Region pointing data
=== Section Start ===
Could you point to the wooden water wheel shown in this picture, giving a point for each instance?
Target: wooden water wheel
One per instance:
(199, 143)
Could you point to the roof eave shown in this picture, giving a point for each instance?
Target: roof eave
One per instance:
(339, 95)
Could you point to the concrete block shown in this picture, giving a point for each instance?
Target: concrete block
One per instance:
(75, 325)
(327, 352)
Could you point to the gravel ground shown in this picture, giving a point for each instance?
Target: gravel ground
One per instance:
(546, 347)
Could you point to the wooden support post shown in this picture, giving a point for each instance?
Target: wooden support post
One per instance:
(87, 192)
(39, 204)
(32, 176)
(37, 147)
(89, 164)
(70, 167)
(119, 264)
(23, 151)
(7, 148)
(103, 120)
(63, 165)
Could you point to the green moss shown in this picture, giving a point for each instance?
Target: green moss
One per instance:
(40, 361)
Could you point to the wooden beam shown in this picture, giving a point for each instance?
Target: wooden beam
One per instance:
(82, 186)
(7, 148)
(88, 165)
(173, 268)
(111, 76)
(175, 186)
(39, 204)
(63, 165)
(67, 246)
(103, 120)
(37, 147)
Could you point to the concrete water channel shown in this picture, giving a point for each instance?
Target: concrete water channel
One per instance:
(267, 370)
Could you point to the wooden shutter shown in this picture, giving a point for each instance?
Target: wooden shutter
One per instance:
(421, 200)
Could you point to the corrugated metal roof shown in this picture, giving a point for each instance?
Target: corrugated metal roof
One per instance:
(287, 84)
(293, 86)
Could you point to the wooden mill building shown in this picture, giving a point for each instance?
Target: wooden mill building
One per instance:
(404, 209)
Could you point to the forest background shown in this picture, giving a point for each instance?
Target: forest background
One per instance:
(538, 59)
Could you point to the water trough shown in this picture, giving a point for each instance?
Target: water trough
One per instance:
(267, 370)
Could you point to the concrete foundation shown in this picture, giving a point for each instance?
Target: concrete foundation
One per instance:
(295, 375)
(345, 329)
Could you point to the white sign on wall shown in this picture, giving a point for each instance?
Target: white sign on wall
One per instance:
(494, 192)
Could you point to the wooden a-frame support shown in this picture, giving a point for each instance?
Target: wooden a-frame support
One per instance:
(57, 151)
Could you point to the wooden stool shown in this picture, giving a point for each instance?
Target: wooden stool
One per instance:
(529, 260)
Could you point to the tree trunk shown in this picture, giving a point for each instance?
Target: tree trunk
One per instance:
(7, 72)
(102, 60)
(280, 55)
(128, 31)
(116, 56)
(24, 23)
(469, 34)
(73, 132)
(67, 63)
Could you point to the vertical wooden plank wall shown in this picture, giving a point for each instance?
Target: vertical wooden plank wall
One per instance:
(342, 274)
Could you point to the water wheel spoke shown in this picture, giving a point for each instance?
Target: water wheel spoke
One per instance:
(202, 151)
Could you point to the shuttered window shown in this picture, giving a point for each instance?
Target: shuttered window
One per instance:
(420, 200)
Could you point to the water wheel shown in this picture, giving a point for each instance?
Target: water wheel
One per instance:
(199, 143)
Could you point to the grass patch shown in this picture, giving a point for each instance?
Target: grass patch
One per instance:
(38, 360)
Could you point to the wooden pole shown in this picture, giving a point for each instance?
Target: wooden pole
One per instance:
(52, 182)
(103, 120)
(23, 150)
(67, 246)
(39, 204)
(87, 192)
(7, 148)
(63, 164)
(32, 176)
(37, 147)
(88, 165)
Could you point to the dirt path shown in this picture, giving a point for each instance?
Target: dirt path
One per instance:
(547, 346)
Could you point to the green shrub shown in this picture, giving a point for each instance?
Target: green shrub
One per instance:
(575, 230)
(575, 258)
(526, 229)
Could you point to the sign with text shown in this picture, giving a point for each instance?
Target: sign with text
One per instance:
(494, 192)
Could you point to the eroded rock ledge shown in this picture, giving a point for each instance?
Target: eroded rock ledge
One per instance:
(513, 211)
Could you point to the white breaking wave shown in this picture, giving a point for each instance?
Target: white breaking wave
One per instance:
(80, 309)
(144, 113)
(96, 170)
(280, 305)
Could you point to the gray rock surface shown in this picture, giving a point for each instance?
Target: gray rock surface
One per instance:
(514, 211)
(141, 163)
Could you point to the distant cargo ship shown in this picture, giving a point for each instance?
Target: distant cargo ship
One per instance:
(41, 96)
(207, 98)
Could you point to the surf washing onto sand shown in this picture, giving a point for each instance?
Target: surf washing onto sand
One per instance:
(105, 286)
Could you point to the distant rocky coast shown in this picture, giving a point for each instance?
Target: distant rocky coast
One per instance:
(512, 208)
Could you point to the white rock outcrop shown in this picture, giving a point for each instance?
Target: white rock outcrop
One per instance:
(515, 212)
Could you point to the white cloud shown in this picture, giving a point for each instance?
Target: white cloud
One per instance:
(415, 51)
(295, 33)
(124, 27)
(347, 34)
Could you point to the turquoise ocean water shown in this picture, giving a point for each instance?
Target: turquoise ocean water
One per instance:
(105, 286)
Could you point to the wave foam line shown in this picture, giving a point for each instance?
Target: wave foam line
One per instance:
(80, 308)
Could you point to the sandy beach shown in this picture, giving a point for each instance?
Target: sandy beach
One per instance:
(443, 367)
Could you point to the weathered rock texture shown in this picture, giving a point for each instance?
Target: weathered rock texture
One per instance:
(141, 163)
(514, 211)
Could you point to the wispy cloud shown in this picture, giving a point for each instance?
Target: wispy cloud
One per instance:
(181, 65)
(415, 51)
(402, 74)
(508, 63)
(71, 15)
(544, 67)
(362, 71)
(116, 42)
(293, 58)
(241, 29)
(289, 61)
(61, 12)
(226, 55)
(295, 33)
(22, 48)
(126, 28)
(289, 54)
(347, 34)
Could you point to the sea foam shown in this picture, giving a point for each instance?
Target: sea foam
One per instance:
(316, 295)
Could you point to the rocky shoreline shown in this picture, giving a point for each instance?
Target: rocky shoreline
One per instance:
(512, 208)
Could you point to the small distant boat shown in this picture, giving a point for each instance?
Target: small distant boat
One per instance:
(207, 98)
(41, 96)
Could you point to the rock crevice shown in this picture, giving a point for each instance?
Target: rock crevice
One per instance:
=== Section End ===
## Exercise goal:
Search the data above for the string "shrub" and copy each line that has it.

## Exercise response:
Could you point to the green shrub shown in this picture, giving a point for each instance?
Target: green shrub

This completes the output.